──────── Records provided
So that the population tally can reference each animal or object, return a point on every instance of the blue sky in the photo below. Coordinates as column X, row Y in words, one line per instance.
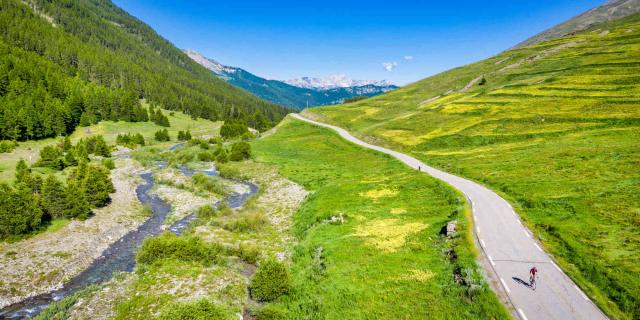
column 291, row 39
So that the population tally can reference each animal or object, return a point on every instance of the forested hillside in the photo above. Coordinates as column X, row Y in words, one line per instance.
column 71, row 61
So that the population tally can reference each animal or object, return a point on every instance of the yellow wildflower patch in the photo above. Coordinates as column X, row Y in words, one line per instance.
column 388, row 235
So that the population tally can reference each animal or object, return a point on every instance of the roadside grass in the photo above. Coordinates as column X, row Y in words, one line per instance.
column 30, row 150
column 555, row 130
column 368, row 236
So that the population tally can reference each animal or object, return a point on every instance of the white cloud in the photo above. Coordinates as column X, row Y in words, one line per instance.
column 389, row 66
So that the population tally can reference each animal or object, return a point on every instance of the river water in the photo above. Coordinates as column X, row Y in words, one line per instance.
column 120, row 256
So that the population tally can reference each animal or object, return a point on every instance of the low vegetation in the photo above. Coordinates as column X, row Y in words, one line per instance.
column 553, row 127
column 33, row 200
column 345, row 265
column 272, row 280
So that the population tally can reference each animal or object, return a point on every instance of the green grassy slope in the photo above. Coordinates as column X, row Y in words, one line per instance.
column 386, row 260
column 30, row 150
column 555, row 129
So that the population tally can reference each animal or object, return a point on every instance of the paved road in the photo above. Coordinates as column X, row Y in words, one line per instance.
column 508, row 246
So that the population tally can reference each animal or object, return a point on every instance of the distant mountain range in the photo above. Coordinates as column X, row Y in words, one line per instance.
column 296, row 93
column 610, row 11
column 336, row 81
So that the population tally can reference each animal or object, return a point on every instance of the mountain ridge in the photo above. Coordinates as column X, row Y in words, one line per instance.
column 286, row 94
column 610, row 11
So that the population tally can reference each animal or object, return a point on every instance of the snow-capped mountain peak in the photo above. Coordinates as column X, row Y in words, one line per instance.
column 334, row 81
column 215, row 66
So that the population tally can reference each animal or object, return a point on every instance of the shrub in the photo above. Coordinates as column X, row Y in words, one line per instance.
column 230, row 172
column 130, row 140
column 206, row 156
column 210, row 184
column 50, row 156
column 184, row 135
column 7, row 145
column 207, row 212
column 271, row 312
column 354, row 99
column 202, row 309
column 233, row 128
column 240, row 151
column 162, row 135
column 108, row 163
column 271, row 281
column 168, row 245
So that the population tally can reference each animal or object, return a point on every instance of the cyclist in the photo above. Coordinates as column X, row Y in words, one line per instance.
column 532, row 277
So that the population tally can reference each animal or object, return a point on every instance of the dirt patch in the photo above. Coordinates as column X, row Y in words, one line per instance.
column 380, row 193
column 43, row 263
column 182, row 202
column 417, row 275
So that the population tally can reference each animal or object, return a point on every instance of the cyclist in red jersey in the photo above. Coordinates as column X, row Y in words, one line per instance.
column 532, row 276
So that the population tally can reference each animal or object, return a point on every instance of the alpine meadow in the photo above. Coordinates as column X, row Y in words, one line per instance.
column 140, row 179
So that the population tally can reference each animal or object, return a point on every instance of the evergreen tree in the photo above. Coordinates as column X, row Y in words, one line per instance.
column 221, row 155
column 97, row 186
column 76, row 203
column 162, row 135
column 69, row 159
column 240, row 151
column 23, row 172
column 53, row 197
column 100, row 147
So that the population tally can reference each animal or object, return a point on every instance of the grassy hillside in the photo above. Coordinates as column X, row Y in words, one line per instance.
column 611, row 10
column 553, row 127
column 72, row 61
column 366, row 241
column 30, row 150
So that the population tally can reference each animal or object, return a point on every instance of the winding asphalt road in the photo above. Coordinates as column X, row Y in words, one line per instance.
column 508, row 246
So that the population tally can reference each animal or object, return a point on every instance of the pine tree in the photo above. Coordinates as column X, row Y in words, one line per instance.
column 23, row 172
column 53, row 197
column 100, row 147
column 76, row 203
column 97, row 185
────────────────
──────── Records provided
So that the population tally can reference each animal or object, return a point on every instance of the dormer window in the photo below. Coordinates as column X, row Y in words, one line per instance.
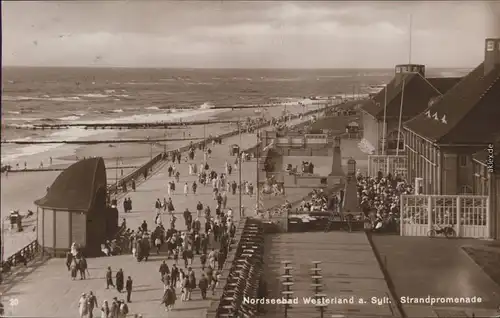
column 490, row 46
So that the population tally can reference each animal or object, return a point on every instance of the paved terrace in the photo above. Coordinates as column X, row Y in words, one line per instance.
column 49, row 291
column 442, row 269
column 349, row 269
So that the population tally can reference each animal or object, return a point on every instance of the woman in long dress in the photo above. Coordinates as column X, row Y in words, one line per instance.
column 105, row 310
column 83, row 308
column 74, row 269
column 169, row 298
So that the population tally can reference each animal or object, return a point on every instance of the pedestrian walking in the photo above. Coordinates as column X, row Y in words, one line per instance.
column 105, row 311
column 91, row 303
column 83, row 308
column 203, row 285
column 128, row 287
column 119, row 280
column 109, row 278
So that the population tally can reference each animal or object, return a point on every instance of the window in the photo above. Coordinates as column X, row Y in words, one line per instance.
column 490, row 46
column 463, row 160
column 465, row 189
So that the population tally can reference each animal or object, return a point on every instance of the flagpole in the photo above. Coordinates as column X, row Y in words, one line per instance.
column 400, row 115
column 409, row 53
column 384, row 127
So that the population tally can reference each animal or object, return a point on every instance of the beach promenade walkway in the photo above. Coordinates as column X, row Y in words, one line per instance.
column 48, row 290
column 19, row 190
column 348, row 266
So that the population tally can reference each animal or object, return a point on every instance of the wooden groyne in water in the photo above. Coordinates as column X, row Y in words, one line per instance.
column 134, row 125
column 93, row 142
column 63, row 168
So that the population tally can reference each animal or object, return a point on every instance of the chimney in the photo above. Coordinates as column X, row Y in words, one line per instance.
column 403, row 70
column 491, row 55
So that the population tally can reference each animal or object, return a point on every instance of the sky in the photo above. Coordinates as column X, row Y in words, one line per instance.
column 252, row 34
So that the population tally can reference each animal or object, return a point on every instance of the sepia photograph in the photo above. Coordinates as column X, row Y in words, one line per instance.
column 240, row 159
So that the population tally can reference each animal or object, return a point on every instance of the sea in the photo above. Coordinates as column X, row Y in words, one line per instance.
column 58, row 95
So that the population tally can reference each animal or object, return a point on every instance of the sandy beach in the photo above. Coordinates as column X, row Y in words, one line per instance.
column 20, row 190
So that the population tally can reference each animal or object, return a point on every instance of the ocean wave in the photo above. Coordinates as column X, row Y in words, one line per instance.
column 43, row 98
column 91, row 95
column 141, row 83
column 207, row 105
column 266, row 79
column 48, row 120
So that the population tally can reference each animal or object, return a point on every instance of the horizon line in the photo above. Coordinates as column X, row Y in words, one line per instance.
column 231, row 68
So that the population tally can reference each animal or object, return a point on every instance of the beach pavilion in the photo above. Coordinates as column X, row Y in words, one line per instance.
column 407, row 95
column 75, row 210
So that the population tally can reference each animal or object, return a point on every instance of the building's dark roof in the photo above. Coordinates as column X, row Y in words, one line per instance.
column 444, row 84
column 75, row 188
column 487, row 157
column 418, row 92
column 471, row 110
────────────────
──────── Records provided
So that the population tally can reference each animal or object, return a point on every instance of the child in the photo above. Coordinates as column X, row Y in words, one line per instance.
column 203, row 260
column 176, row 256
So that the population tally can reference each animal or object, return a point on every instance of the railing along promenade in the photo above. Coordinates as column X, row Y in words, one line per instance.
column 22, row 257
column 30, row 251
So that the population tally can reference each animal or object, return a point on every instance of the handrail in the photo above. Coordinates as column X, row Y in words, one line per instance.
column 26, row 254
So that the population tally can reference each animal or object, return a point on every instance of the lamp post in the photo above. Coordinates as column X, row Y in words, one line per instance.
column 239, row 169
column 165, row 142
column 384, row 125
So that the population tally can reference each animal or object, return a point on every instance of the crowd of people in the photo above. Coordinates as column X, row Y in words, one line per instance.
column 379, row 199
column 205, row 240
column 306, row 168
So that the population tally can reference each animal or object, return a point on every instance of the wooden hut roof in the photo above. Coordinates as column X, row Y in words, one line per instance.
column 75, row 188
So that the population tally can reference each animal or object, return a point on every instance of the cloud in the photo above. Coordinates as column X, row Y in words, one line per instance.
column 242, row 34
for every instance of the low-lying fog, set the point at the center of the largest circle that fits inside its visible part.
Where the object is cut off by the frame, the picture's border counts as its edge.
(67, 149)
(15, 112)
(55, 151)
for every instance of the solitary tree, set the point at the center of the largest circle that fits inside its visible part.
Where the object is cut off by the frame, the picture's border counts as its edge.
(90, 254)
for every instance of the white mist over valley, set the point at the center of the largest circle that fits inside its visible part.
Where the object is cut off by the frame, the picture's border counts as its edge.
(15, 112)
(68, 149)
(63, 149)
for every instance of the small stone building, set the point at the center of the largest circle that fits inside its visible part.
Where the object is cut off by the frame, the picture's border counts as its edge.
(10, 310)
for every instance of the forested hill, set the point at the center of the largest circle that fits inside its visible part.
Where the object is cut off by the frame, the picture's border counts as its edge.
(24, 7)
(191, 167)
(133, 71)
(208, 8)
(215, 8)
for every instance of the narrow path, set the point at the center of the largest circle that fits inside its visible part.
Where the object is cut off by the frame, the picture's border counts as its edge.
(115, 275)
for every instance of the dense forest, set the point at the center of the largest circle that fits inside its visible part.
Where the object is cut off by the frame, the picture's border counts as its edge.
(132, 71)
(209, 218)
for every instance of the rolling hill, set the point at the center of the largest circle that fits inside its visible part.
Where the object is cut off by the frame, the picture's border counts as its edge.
────────────────
--- Prompt ---
Count the lines in the material above that contain the word "white". Reply with the number alone.

--- Task response ---
2